Source document:
· · · ·
4 Ways Health Centers Can Stop the Spread of Cyberattacks
Health centers must shift the perception of cyberattacks from potential risk to real threat in order to take the first step toward a safer, healthier security posture.
The intense pressures currently pushing on health centers don't stop at the lines of patients waiting to be treated or vaccinated. First, there's the obvious spike in attacks that have come with COVID — take, for example, the 50% increase in the number healthcare-related security breaches witnessed by the Department of Health and Human Services in the first half of 2020 alone. Complicating the problem is the common use of legacy technology with little to no strong authentication. And on top of that, these organizations are typically resource-strapped with budgets often allocated toward medical supplies and treatments rather than security.
So, how can health centers finally close the security gap while maintaining the flexibility, convenience, security, and speed that are necessary in these environments? It boils down to four dimensions:
1. Harden your foundation. Think about it this way: The most stunning castle is nothing if it's built on sand. In this analogy, the health center is the castle, and outdated systems are the sand. In order to swap that sand for a sturdy slab of cement, organizations must harden their foundations by establishing trust zones to ensure the right users have access to the right information — and nothing more. On top of that, sensitive data at rest should be encrypted to further prevent unauthorized access. You never know if a bad actor will make it through that wall of cement, so you must prepare for everything.
2. Compartmentalize your environment. Think the sand/cement analogy helped you prepare enough? Think again. Similar to different fire compartments in building, you want to isolate different zones in your environment. Without such isolation, if threat actors gain access to your systems, they can spread like a disease, moving laterally to spread malware across critical systems, steal confidential patient information, and more.
3. Filter your flow. While strong walls are important, you also need to secure what's coming in and out of the door. Health centers must filter the applications that they bring onto their devices to ensure the integrity of the data that's coming in. Without closely examining this information, these organizations face the risk of supply chain attacks, and let's be honest, no one has time for another SolarWinds.
· · · ·
Given data:
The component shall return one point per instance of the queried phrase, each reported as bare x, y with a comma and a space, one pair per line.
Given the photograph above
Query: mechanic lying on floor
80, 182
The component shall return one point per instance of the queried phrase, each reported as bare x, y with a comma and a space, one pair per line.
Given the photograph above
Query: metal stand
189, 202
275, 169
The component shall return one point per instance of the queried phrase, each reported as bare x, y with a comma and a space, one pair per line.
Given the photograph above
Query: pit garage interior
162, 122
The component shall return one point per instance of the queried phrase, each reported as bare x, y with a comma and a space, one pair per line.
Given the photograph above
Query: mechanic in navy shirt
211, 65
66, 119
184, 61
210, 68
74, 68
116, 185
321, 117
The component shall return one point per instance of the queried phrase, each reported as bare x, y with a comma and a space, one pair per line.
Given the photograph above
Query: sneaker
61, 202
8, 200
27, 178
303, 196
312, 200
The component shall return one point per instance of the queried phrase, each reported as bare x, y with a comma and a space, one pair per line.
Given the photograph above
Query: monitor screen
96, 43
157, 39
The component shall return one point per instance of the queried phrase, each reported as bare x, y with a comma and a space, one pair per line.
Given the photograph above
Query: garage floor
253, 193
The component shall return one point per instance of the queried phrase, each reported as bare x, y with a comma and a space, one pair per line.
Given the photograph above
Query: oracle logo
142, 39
· · · ·
Task instructions:
1. In the article on health center cybersecurity, which qualities must health centers keep while they close the security gap?
2. Copy the stretch of the article on health center cybersecurity from "4 Ways Health" through "rather than security." word for word.

Expected outputs:
1. Flexibility, convenience, security, and speed.

2.
4 Ways Health Centers Can Stop the Spread of Cyberattacks
Health centers must shift the perception of cyberattacks from potential risk to real threat in order to take the first step toward a safer, healthier security posture.
The intense pressures currently pushing on health centers don't stop at the lines of patients waiting to be treated or vaccinated. First, there's the obvious spike in attacks that have come with COVID — take, for example, the 50% increase in the number healthcare-related security breaches witnessed by the Department of Health and Human Services in the first half of 2020 alone. Complicating the problem is the common use of legacy technology with little to no strong authentication. And on top of that, these organizations are typically resource-strapped with budgets often allocated toward medical supplies and treatments rather than security.